(Segmentation data)
★ ★ ★ ★

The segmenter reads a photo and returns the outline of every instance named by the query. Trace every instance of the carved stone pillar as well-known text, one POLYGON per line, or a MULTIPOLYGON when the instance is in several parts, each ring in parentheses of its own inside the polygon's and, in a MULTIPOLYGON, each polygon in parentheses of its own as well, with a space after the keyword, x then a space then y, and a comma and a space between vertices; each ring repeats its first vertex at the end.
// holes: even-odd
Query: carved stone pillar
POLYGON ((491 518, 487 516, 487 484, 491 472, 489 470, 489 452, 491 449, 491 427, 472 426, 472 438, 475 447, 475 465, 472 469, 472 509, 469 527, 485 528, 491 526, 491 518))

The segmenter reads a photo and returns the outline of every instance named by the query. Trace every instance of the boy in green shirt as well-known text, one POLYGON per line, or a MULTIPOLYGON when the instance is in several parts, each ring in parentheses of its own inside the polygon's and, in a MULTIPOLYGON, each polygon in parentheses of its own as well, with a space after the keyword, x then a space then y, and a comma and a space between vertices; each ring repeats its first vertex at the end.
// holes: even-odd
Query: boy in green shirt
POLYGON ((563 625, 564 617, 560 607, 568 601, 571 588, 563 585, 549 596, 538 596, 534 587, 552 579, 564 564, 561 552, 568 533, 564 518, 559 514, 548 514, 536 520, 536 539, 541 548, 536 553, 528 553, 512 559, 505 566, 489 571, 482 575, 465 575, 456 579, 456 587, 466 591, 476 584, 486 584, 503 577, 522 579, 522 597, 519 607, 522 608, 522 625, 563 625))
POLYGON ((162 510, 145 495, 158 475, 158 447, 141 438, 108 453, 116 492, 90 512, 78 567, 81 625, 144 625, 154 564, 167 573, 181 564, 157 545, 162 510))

★ ★ ★ ★

Can you convert the records, from the line containing "green shirt as" through the end of the records, inclusive, into a Markdown table with the columns Row and Line, numbering each row and leaving out blank lines?

Exercise answer:
| Row | Line |
|---|---|
| 1 | The segmenter reads a photo and returns the outline of every instance named by the query. Trace every instance of the boy in green shirt as well-known text, one POLYGON per line, or a MULTIPOLYGON when the instance is in several parts, each ring in parentheses of its own inside the polygon's and, in a MULTIPOLYGON, each polygon in parentheses of its own as well, with a space after the keyword, x then a space then y, and a comma and a space between vertices; each ring repeats its first vertex at the end. |
| 2 | // holes: even-odd |
| 3 | Query: boy in green shirt |
| 4 | POLYGON ((563 625, 564 617, 560 607, 568 601, 571 588, 563 585, 549 596, 538 596, 534 587, 552 579, 564 564, 561 552, 568 533, 564 518, 559 514, 548 514, 536 520, 536 539, 541 548, 536 553, 528 553, 512 559, 505 566, 489 571, 482 575, 465 575, 456 579, 456 587, 466 591, 476 584, 486 584, 503 577, 522 579, 522 597, 519 607, 522 608, 522 625, 563 625)) |
| 5 | POLYGON ((162 510, 145 495, 158 475, 158 447, 141 438, 108 453, 116 492, 90 512, 78 567, 81 625, 144 625, 154 564, 167 573, 181 564, 157 545, 162 510)) |